** START OF MATERIAL FOR THIS TASK **

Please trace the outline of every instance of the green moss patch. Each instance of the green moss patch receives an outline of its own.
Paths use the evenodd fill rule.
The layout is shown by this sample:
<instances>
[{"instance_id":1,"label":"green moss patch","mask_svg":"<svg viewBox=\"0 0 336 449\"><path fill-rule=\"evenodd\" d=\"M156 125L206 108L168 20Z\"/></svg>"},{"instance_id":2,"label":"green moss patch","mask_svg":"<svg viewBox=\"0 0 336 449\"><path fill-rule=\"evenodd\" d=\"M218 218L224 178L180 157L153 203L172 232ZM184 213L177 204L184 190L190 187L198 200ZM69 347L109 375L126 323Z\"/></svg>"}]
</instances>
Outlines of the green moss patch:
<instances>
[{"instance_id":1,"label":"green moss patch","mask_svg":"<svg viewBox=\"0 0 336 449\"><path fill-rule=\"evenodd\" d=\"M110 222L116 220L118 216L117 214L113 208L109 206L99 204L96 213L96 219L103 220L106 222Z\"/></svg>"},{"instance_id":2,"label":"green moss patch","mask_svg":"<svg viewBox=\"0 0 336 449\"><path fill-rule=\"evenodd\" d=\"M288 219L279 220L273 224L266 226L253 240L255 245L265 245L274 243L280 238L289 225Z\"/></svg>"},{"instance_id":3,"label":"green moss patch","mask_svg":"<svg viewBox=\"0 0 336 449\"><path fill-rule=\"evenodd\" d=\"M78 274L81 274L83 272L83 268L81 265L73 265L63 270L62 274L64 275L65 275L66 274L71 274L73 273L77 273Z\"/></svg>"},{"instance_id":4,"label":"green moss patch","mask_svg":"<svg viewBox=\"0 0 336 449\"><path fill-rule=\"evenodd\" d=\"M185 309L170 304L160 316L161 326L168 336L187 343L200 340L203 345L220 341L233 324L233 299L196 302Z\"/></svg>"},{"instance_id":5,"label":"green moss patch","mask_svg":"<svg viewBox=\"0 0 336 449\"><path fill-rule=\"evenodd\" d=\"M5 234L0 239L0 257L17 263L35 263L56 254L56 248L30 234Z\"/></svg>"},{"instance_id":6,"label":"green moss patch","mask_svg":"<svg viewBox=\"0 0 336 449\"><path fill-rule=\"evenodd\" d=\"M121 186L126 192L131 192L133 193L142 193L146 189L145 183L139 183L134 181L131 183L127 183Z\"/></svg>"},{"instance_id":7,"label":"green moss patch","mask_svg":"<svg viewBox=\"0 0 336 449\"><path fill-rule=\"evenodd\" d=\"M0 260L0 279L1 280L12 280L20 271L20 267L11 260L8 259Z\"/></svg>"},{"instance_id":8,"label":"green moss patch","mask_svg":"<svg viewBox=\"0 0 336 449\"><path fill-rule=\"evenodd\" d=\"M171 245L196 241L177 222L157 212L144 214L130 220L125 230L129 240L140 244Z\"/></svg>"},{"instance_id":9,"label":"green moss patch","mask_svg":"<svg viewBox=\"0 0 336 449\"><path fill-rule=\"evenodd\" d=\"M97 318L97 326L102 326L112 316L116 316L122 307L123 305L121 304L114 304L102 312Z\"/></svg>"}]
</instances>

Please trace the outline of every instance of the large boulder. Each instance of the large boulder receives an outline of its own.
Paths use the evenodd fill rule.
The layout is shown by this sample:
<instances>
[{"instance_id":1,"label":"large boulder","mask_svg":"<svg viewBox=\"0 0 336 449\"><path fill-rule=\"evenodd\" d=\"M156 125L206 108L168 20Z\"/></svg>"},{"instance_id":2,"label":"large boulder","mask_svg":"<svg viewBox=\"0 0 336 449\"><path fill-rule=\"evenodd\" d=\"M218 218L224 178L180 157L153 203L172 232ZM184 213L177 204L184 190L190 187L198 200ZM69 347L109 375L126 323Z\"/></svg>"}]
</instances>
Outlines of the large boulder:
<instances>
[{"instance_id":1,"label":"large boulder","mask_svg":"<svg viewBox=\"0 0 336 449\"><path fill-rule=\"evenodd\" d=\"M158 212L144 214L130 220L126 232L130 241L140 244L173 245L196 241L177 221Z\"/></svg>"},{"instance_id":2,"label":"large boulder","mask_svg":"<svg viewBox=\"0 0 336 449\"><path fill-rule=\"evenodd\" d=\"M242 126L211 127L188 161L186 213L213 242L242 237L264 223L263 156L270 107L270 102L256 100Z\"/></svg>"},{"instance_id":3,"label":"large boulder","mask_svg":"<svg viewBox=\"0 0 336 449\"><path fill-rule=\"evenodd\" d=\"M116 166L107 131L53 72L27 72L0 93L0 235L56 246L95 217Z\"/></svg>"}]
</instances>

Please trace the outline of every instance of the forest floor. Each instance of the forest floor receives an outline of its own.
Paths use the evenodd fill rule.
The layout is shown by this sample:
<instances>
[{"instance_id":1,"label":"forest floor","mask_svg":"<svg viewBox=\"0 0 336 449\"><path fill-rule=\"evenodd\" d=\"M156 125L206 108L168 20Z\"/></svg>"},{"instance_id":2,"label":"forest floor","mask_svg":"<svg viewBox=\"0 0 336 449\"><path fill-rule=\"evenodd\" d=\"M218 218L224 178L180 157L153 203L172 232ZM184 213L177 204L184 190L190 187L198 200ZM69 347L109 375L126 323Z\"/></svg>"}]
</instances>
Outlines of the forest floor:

** END OF MATERIAL FOR THIS TASK **

_YOUR INSTRUCTIONS_
Rewrite all the records above, changing "sample" to "example" wherever it occurs and leaving everything else unchanged.

_CORRECT OUTPUT_
Please trace the outline of every instance of the green moss patch. Each instance of the green moss patch receives an outline of its own.
Paths use the evenodd fill rule.
The layout is shown by this example:
<instances>
[{"instance_id":1,"label":"green moss patch","mask_svg":"<svg viewBox=\"0 0 336 449\"><path fill-rule=\"evenodd\" d=\"M156 125L206 108L168 20Z\"/></svg>"},{"instance_id":2,"label":"green moss patch","mask_svg":"<svg viewBox=\"0 0 336 449\"><path fill-rule=\"evenodd\" d=\"M218 218L224 178L180 157L153 203L172 232ZM184 213L177 204L184 190L190 187L198 200ZM69 347L109 375L126 323Z\"/></svg>"}]
</instances>
Outlines of the green moss patch:
<instances>
[{"instance_id":1,"label":"green moss patch","mask_svg":"<svg viewBox=\"0 0 336 449\"><path fill-rule=\"evenodd\" d=\"M110 222L116 220L118 216L117 214L113 208L109 206L99 204L96 213L96 219L103 220L106 222Z\"/></svg>"},{"instance_id":2,"label":"green moss patch","mask_svg":"<svg viewBox=\"0 0 336 449\"><path fill-rule=\"evenodd\" d=\"M288 219L279 220L273 224L266 226L253 240L255 245L265 245L274 243L280 238L289 225Z\"/></svg>"},{"instance_id":3,"label":"green moss patch","mask_svg":"<svg viewBox=\"0 0 336 449\"><path fill-rule=\"evenodd\" d=\"M78 274L81 274L83 272L83 268L81 265L73 265L63 270L62 274L64 275L65 275L66 274L71 274L73 273L77 273Z\"/></svg>"},{"instance_id":4,"label":"green moss patch","mask_svg":"<svg viewBox=\"0 0 336 449\"><path fill-rule=\"evenodd\" d=\"M185 309L170 304L160 316L161 326L168 336L187 343L200 340L203 345L220 341L233 324L233 299L196 302Z\"/></svg>"},{"instance_id":5,"label":"green moss patch","mask_svg":"<svg viewBox=\"0 0 336 449\"><path fill-rule=\"evenodd\" d=\"M5 234L0 239L0 257L17 263L35 263L56 254L56 248L30 234Z\"/></svg>"},{"instance_id":6,"label":"green moss patch","mask_svg":"<svg viewBox=\"0 0 336 449\"><path fill-rule=\"evenodd\" d=\"M121 186L126 192L131 192L133 193L142 193L146 189L145 183L139 183L134 181L131 183L127 183Z\"/></svg>"},{"instance_id":7,"label":"green moss patch","mask_svg":"<svg viewBox=\"0 0 336 449\"><path fill-rule=\"evenodd\" d=\"M0 260L0 279L1 280L12 280L20 271L20 267L11 260L8 259Z\"/></svg>"},{"instance_id":8,"label":"green moss patch","mask_svg":"<svg viewBox=\"0 0 336 449\"><path fill-rule=\"evenodd\" d=\"M171 245L196 241L177 222L157 212L144 214L130 220L125 230L129 240L140 244Z\"/></svg>"},{"instance_id":9,"label":"green moss patch","mask_svg":"<svg viewBox=\"0 0 336 449\"><path fill-rule=\"evenodd\" d=\"M97 318L97 326L102 326L112 316L116 316L122 307L123 305L121 304L114 304L102 312Z\"/></svg>"}]
</instances>

Please trace the outline of every instance of the large boulder. Each instance of the large boulder receives an outline of its own.
Paths use the evenodd fill rule.
The layout is shown by this example:
<instances>
[{"instance_id":1,"label":"large boulder","mask_svg":"<svg viewBox=\"0 0 336 449\"><path fill-rule=\"evenodd\" d=\"M156 125L206 108L168 20Z\"/></svg>"},{"instance_id":2,"label":"large boulder","mask_svg":"<svg viewBox=\"0 0 336 449\"><path fill-rule=\"evenodd\" d=\"M218 218L224 178L180 157L153 203L172 232ZM184 213L177 204L184 190L190 187L198 200ZM69 347L109 375L126 323Z\"/></svg>"}]
</instances>
Outlines of the large boulder:
<instances>
[{"instance_id":1,"label":"large boulder","mask_svg":"<svg viewBox=\"0 0 336 449\"><path fill-rule=\"evenodd\" d=\"M158 212L144 214L130 220L126 232L130 241L140 244L173 245L196 241L177 221Z\"/></svg>"},{"instance_id":2,"label":"large boulder","mask_svg":"<svg viewBox=\"0 0 336 449\"><path fill-rule=\"evenodd\" d=\"M242 126L211 127L188 161L186 213L213 242L242 237L264 223L263 156L270 107L270 102L256 100Z\"/></svg>"},{"instance_id":3,"label":"large boulder","mask_svg":"<svg viewBox=\"0 0 336 449\"><path fill-rule=\"evenodd\" d=\"M116 166L107 131L53 72L27 72L0 93L0 235L56 246L95 217Z\"/></svg>"}]
</instances>

Please trace the outline of every instance of the forest floor. Each instance of the forest floor receives an outline of its own.
Paths use the evenodd fill rule.
The layout is shown by this example:
<instances>
[{"instance_id":1,"label":"forest floor","mask_svg":"<svg viewBox=\"0 0 336 449\"><path fill-rule=\"evenodd\" d=\"M156 125L206 108L168 20Z\"/></svg>"},{"instance_id":2,"label":"forest floor","mask_svg":"<svg viewBox=\"0 0 336 449\"><path fill-rule=\"evenodd\" d=\"M218 218L224 178L180 157L153 203L172 232ZM184 213L177 204L184 190L190 187L198 200ZM69 347L109 375L126 323Z\"/></svg>"}]
</instances>
Outlines of the forest floor:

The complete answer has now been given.